PAGE TEXT –
^^^^

# How could I add online customization tool to my website?!



## 7amasha (Sep 21, 2011)

Hi all,

I've just started my t-shirts business, and still its in the early stage and i wanted to sell more t-shirts, so I thought of building my own website, I have some knowledge in designing websites using Adobe Flash, so I designed a website, but I want to add online designing tool for clients to upload their artworks to add it on t-shirts, hats, mugs or any product I have.

But I cant afford hiring someone at the moment, but I'm willing to learn the application that can do so..

So is it possible to add such tool using adobe flash? or there is another program that is able to add such tool??

Thanks in advance,,,


----------



## printingray (Apr 4, 2012)

Yes application are present but you can use in custom CMS, these are also free as well. Make some budget to hire someone for a better site. Keep in mind you may add that app in your site but the URL structure you can make SEO friendly.


----------



## 7amasha (Sep 21, 2011)

printingray said:


> Yes application are present but you can use in custom CMS, these are also free as well. Make some budget to hire someone for a better site. Keep in mind you may add that app in your site but the URL structure you can make SEO friendly.

^^^^

Items from a labeling collection:
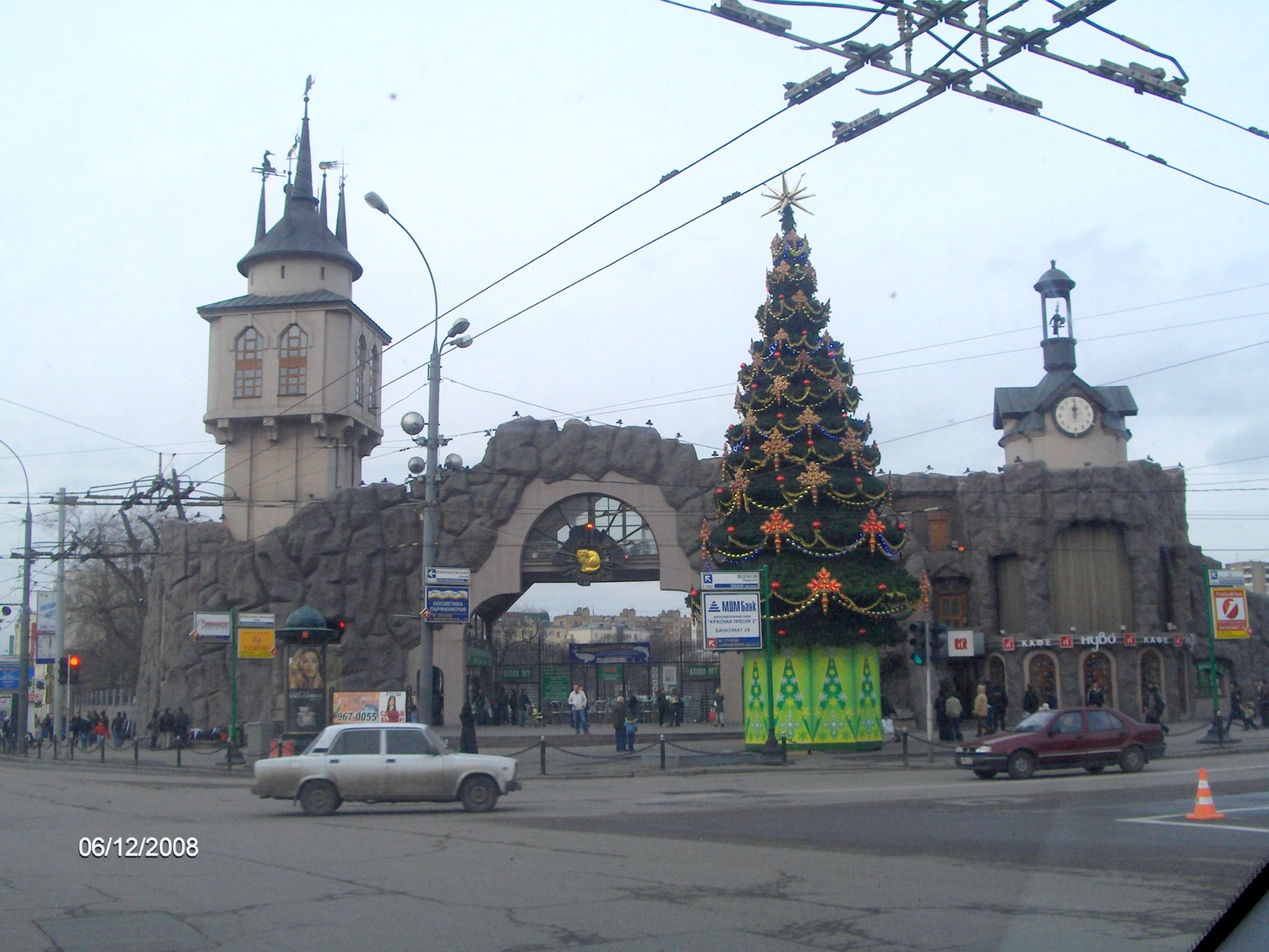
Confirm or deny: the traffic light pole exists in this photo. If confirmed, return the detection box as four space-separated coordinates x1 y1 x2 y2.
921 622 934 764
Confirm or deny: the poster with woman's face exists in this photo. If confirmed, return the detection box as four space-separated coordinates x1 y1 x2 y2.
286 645 326 734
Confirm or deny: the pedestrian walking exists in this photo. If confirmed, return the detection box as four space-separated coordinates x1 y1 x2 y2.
458 700 480 754
1141 682 1168 734
943 694 965 740
607 694 629 753
973 684 993 737
1224 677 1260 734
1085 680 1107 707
569 684 590 734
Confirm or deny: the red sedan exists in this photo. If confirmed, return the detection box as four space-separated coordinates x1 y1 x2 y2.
956 707 1163 781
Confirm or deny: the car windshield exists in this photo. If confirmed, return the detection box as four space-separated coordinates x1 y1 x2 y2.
1010 710 1057 734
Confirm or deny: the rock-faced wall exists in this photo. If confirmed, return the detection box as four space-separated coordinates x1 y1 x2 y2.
139 417 718 726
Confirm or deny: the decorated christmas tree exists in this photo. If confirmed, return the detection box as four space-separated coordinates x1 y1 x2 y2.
700 179 925 743
703 175 923 646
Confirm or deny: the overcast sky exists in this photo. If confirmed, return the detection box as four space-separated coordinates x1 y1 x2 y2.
0 0 1269 622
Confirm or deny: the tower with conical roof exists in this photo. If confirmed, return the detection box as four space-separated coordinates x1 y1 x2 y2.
198 81 391 540
993 262 1137 470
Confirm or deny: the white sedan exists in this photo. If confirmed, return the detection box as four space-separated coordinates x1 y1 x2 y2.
251 724 520 816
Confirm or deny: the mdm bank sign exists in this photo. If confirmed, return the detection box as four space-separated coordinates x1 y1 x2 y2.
700 591 763 651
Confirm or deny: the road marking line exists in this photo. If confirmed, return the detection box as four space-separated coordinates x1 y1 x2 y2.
1118 813 1269 834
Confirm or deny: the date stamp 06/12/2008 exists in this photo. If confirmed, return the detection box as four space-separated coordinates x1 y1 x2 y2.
79 836 198 859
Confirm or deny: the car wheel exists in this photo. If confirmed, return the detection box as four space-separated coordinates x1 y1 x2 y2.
1008 750 1036 781
1119 747 1146 773
299 781 343 816
458 777 498 813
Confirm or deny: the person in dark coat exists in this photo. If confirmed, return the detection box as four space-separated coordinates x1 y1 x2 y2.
607 695 634 750
458 700 480 754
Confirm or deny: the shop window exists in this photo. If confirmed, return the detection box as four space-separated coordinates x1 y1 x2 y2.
278 324 308 396
1080 651 1115 707
233 328 264 400
1049 525 1137 634
1027 651 1062 705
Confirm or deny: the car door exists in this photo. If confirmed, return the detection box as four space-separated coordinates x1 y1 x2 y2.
384 727 455 800
1085 710 1128 765
325 727 384 800
1037 710 1087 767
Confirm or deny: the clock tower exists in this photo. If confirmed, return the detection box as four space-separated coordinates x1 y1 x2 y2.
993 262 1137 470
198 84 391 540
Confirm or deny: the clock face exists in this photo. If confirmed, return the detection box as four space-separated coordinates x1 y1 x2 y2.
1054 396 1092 437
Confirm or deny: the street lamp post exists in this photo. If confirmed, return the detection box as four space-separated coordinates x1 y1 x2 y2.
0 439 33 757
366 192 472 724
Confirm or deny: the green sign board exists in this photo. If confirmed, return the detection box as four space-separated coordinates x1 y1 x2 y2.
542 666 572 702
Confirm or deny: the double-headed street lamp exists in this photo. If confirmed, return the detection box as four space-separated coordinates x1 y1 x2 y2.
0 439 35 757
366 192 472 724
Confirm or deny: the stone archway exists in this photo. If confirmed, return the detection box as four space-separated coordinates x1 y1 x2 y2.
139 417 740 724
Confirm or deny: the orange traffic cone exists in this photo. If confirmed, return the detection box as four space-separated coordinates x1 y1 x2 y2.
1185 767 1224 820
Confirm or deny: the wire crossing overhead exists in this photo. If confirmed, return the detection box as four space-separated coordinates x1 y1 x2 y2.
695 0 1269 204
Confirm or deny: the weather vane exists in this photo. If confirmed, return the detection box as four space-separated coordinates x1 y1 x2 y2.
763 172 814 217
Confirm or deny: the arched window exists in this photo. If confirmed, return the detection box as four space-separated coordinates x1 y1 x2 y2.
353 334 366 404
1048 525 1136 634
278 324 308 396
233 328 264 400
1026 651 1062 707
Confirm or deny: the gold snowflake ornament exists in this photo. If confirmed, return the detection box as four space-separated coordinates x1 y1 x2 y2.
763 175 814 217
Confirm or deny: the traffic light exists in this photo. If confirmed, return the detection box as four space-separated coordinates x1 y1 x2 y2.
907 622 925 665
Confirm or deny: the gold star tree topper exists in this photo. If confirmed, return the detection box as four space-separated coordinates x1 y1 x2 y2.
763 175 814 217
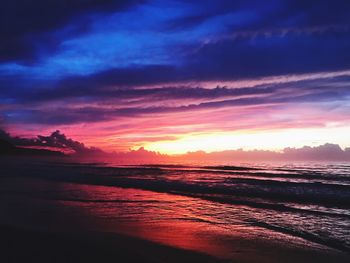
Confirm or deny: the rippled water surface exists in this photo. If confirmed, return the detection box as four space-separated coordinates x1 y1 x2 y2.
0 162 350 255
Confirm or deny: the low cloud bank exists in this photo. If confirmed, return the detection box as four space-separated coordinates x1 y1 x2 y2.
0 129 350 162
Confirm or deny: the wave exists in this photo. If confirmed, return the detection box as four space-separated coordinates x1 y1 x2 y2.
250 220 350 253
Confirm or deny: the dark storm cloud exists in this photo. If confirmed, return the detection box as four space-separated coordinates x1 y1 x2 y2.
0 0 350 128
0 0 141 62
3 77 350 125
0 129 102 154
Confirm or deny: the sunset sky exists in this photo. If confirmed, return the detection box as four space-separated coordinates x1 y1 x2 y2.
0 0 350 154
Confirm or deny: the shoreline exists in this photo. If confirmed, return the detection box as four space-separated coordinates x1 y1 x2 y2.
0 225 350 263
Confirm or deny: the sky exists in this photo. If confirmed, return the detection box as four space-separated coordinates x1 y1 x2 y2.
0 0 350 154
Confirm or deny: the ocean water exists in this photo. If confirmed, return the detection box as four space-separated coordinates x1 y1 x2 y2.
0 161 350 258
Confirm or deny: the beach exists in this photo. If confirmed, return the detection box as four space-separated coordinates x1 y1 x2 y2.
0 160 350 262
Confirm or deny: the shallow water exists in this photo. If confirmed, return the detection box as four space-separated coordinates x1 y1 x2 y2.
0 159 350 257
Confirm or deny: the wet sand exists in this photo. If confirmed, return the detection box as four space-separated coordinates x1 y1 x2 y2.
0 225 349 263
0 225 223 263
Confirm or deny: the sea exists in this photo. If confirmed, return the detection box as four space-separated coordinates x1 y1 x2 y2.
0 160 350 258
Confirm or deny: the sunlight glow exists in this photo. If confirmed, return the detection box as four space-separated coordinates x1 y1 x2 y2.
143 127 350 154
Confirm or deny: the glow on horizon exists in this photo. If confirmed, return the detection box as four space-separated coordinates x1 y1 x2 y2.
141 127 350 154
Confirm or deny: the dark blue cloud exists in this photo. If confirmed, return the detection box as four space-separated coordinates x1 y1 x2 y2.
0 0 350 128
0 0 145 62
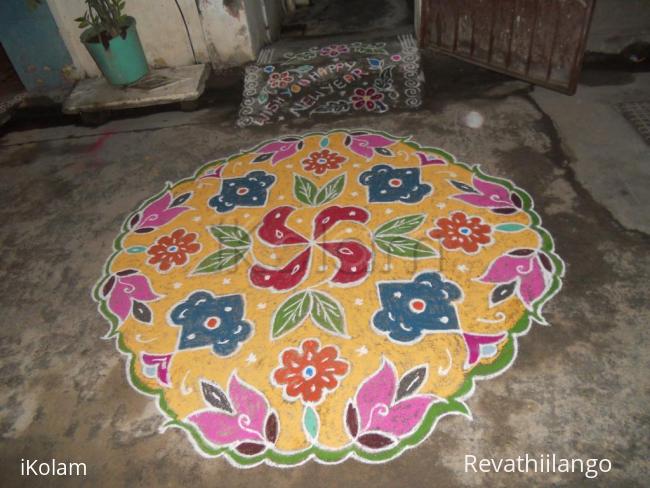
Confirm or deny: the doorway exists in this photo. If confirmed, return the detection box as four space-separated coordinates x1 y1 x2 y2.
280 0 414 38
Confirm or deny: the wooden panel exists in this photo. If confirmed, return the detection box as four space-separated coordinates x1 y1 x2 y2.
420 0 594 93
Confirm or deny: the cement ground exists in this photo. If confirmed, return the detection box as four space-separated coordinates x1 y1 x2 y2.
0 51 650 487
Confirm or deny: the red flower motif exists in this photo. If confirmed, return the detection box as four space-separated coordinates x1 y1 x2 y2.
249 205 372 291
302 149 345 175
351 87 384 111
268 71 293 88
273 339 349 403
147 229 201 271
429 212 492 253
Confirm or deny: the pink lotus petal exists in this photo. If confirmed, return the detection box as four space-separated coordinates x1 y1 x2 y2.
188 410 264 445
463 334 506 366
256 141 290 154
479 254 534 283
357 359 397 431
108 282 131 322
472 176 512 205
118 274 158 302
453 193 513 208
415 152 447 166
228 375 268 435
367 395 434 436
138 207 189 228
519 258 547 307
271 143 298 164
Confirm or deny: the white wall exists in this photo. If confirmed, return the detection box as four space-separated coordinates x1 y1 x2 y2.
48 0 209 77
587 0 650 53
48 0 282 77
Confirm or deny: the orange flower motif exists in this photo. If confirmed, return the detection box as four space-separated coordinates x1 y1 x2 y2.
302 149 345 175
429 212 492 254
147 229 201 271
273 339 349 403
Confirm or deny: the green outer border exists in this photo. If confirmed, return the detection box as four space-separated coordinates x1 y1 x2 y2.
92 129 565 467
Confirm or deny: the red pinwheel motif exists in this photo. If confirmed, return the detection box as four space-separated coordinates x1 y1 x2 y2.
249 205 372 291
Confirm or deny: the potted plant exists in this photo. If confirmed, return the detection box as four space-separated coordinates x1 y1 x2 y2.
75 0 149 86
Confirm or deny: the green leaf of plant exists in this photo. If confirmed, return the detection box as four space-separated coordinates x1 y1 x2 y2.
375 214 426 236
375 235 438 259
315 174 345 205
293 175 318 205
194 248 248 274
210 225 251 247
271 291 311 339
311 291 345 335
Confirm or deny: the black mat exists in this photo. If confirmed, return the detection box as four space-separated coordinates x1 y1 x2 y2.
237 35 423 127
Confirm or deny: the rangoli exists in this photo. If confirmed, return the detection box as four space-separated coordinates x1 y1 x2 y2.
94 130 564 466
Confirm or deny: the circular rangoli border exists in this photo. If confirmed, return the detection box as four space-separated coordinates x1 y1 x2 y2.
92 129 565 468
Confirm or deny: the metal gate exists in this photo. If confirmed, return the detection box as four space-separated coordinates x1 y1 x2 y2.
420 0 595 94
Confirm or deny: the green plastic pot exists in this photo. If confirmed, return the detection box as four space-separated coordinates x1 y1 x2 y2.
81 17 149 86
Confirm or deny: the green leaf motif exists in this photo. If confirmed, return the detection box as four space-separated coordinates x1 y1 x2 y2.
271 291 311 339
311 291 345 335
315 174 345 205
210 225 251 247
302 407 318 440
293 175 318 205
194 248 248 274
495 224 526 232
375 235 438 259
375 214 426 236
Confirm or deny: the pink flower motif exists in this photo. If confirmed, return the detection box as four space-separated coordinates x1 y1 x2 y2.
451 176 521 214
320 44 350 58
249 205 372 291
346 359 435 449
479 249 553 310
350 87 386 112
253 137 304 166
130 191 191 234
102 269 159 323
187 374 277 455
345 132 397 159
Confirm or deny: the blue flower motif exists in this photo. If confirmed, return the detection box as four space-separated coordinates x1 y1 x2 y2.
208 171 275 213
359 164 432 203
170 291 253 356
372 272 462 342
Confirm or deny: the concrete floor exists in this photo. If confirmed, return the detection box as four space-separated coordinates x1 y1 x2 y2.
0 53 650 487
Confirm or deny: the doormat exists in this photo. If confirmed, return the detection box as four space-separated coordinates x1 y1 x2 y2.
93 130 564 467
237 34 423 127
618 100 650 145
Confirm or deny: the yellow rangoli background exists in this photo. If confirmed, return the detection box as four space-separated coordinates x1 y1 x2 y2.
93 127 560 464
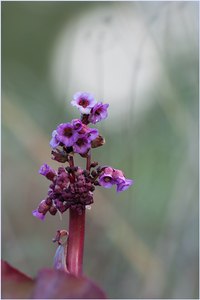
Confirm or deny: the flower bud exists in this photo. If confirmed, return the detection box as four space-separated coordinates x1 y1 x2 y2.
91 135 106 148
38 200 50 214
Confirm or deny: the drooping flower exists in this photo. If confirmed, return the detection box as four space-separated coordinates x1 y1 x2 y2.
71 119 83 131
89 102 109 124
39 164 56 180
56 123 78 147
113 169 126 184
32 200 50 221
73 135 91 154
99 167 115 189
71 92 96 114
32 209 45 221
50 130 60 149
117 179 134 193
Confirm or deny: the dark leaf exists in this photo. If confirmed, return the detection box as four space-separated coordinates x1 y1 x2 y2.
32 269 106 299
1 261 106 299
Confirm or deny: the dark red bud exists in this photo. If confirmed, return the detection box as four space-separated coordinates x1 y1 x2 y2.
91 135 106 148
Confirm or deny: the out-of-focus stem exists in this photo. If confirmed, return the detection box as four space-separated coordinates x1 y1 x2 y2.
66 156 88 276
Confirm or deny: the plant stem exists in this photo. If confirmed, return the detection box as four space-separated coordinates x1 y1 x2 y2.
67 208 85 276
66 156 85 276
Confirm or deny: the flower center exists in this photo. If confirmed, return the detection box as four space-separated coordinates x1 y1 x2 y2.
63 128 73 138
76 138 85 147
104 176 111 182
79 98 89 108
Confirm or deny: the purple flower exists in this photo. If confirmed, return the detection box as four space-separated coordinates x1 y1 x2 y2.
87 128 99 141
117 179 134 193
32 209 45 221
50 130 60 149
89 102 109 124
39 164 56 180
71 119 83 131
113 169 126 184
71 92 96 114
73 135 91 154
99 167 115 189
57 123 78 147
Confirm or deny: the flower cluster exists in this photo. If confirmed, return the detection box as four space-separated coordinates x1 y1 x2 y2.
33 92 133 220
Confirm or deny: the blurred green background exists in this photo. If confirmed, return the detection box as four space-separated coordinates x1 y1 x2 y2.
1 1 199 299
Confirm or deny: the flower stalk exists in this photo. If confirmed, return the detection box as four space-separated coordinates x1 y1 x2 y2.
33 92 133 276
67 208 85 276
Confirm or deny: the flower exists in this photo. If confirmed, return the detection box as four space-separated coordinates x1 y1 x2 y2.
89 102 109 124
50 130 60 149
56 123 78 147
113 169 126 184
71 119 83 131
99 167 115 189
39 164 56 180
32 209 45 221
117 179 134 193
73 135 91 154
71 92 96 114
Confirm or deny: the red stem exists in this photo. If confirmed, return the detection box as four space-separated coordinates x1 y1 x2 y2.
66 156 87 276
67 208 85 276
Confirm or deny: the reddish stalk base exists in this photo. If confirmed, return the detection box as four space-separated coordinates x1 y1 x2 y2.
67 208 85 276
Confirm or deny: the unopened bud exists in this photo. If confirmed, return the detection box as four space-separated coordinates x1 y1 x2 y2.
49 206 57 216
38 200 50 214
91 135 106 148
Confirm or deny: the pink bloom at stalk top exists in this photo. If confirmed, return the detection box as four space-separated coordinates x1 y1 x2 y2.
71 92 96 114
89 102 109 124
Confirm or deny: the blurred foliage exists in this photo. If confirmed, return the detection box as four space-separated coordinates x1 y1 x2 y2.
2 1 199 298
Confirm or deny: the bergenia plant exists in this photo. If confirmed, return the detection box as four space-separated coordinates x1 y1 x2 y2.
33 92 133 276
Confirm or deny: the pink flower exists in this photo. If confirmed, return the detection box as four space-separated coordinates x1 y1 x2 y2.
71 92 96 114
39 164 56 180
117 179 134 193
56 123 78 147
89 102 109 124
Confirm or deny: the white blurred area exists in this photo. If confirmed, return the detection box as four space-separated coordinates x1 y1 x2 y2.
48 3 160 128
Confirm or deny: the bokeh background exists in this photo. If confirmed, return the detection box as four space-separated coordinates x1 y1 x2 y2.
1 1 199 299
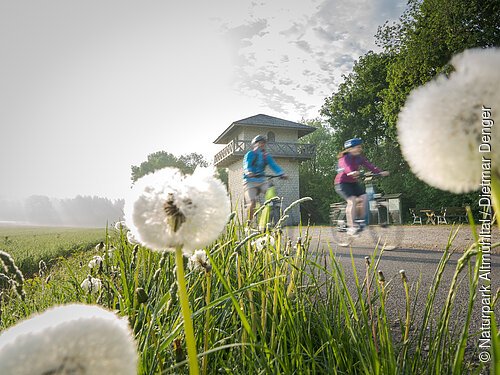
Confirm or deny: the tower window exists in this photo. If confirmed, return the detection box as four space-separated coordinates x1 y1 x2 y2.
267 132 276 142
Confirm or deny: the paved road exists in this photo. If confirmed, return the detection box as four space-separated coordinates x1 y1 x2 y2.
286 226 500 352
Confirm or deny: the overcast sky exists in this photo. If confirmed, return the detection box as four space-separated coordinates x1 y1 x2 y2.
0 0 406 203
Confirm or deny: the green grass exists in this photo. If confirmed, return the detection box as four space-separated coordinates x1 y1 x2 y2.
0 221 494 375
0 226 106 277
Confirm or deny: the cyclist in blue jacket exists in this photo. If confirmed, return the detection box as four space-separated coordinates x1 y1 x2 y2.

^^^^

WORK INSTRUCTIONS –
a: Transcribe the forum thread about an online customization tool from "# How could" up to and including "can do so..".
b: Go on with the forum thread about an online customization tool from the point at which it stops.
The listing is not required for any of this work.

TASK-BY-TASK RESULTS –
a:
# How could I add online customization tool to my website?!



## 7amasha (Sep 21, 2011)

Hi all,

I've just started my t-shirts business, and still its in the early stage and i wanted to sell more t-shirts, so I thought of building my own website, I have some knowledge in designing websites using Adobe Flash, so I designed a website, but I want to add online designing tool for clients to upload their artworks to add it on t-shirts, hats, mugs or any product I have.

But I cant afford hiring someone at the moment, but I'm willing to learn the application that can do so..

b:
thanx for replying, I think CMS is like microsoft frontpage right? that i dont need to learn html code,, but how can i plugin the customization tool; the client can upload his artwork and place it on the t-shirt, and then automatically it is send to me to print!


----------



## codyjoe (May 6, 2013)

Your best option would be Open TShirts. Anything else will cost more and if you're looking for a free method you may be out of luck.


----------



## metalbone (Sep 7, 2013)

OpenTshirts Just like Codyjoe said. Its free unless you want to add some of their addons or have them set it up for. Takes a little while to get the hang of the admin side but the guys over at OpenTshirts are very helpful and have a great forum for any questions.

I am currently running it just in a basic format and it works very well and has cost me nothing. Of course I get free hositng as I am a server tech by day but cheap hosting can be found everywhere now a days.


----------



## estuffs (Nov 15, 2012)

Does anyone know if OpenTshirts – T-Shirt Design Website and Software can be integrated with wordpress? If not, are there any design software that can be? Thanks .


----------



## kondath (Dec 8, 2013)

7amasha said:


> Hi all,
> 
> I've just started my t-shirts business, and still its in the early stage and i wanted to sell more t-shirts, so I thought of building my own website, I have some knowledge in designing websites using Adobe Flash, so I designed a website, but I want to add online designing tool for clients to upload their artworks to add it on t-shirts, hats, mugs or any product I have.
> 
> ...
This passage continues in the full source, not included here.